PROBLEM DESCRIPTION
List every line below that contains the word "building", copying each one in full; case counts.

------ DATASET ROWS ------

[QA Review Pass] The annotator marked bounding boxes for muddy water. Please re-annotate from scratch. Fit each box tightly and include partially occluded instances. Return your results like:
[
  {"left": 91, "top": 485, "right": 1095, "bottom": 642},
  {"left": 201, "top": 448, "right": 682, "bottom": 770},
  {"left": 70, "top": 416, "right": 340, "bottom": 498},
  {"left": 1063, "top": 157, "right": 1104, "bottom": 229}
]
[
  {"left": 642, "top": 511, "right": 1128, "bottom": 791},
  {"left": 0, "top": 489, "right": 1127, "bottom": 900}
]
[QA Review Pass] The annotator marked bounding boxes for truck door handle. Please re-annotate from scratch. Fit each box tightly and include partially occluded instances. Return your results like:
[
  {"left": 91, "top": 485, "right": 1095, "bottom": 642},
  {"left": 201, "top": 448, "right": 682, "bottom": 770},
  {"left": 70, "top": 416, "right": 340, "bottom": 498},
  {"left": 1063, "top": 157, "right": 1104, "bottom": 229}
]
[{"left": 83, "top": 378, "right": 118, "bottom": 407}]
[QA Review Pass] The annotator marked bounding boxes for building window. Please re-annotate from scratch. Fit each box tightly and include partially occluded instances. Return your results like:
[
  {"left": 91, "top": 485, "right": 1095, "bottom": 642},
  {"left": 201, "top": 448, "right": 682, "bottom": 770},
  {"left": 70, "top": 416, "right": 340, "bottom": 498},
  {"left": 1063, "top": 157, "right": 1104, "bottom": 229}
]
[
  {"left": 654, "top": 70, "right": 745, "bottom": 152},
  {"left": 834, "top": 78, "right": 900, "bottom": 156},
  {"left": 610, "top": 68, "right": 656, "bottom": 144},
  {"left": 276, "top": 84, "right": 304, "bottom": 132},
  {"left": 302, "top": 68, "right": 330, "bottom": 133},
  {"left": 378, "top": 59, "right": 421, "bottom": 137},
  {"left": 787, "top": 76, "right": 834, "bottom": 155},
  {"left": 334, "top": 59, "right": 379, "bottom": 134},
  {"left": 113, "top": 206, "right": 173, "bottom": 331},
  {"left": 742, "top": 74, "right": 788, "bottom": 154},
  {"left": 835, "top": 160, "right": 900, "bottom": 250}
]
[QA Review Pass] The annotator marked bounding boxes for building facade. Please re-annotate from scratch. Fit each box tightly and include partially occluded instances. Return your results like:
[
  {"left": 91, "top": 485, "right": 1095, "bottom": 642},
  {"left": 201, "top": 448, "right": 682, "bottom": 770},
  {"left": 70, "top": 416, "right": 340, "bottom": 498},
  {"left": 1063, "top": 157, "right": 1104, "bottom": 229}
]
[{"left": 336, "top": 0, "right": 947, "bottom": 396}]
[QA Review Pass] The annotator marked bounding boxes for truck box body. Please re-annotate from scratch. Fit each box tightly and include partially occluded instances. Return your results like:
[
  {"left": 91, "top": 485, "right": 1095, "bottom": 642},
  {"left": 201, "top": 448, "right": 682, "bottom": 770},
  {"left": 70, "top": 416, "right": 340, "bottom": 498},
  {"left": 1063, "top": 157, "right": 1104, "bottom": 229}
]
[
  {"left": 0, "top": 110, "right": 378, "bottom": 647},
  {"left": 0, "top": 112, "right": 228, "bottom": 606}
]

------
------ DATASET ROWS ------

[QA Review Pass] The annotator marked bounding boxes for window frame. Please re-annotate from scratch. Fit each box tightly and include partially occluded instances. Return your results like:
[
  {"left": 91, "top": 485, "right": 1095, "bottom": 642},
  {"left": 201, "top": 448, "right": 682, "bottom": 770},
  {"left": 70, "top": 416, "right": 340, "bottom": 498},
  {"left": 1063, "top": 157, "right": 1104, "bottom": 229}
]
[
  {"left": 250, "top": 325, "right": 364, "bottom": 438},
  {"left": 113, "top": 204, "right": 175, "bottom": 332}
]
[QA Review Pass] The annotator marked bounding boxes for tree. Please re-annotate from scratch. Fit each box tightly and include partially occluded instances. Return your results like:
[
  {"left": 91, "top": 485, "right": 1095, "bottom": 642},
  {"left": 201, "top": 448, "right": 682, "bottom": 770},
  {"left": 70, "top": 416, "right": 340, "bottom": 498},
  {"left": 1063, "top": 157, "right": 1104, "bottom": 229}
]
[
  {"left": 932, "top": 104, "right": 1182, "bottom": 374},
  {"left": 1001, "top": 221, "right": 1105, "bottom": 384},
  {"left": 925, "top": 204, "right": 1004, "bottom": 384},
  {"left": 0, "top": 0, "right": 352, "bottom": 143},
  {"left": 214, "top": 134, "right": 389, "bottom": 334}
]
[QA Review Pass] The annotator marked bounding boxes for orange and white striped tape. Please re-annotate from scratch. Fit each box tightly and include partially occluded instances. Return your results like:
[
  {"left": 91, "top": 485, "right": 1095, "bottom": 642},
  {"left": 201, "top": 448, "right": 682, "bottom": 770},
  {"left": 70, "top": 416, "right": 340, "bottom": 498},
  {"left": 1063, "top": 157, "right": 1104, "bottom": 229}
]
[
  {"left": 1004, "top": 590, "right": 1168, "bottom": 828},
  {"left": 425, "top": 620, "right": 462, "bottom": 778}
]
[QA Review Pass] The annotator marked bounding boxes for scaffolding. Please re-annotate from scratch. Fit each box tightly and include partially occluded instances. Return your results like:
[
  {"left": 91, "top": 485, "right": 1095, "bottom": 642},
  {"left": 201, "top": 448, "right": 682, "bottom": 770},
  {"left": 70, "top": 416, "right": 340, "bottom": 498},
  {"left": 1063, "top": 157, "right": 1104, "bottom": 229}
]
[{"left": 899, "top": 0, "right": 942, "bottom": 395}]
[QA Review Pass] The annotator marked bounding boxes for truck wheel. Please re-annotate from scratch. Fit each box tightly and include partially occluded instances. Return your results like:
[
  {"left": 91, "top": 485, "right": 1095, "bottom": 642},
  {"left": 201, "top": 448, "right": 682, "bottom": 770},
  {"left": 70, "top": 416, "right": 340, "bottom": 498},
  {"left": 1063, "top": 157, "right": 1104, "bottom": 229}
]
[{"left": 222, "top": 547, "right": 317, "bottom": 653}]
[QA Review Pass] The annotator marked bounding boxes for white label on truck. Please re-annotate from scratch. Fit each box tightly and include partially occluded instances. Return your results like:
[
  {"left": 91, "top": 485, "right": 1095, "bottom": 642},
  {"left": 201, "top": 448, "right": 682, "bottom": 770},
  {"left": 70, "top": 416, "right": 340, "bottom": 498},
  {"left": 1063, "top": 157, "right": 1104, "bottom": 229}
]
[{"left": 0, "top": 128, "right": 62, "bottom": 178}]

------

FULL ANSWER
[QA Review Pass] The annotator marked bounding boxes for building window. Please re-annotate from scratch. Fit each box tightly and include partially occluded instances. Return your results like:
[QA Review Pass] The annotator marked bounding boxes for building facade. Please re-annotate from scratch. Fit each box tightly and include partially occluded instances. Return your results like:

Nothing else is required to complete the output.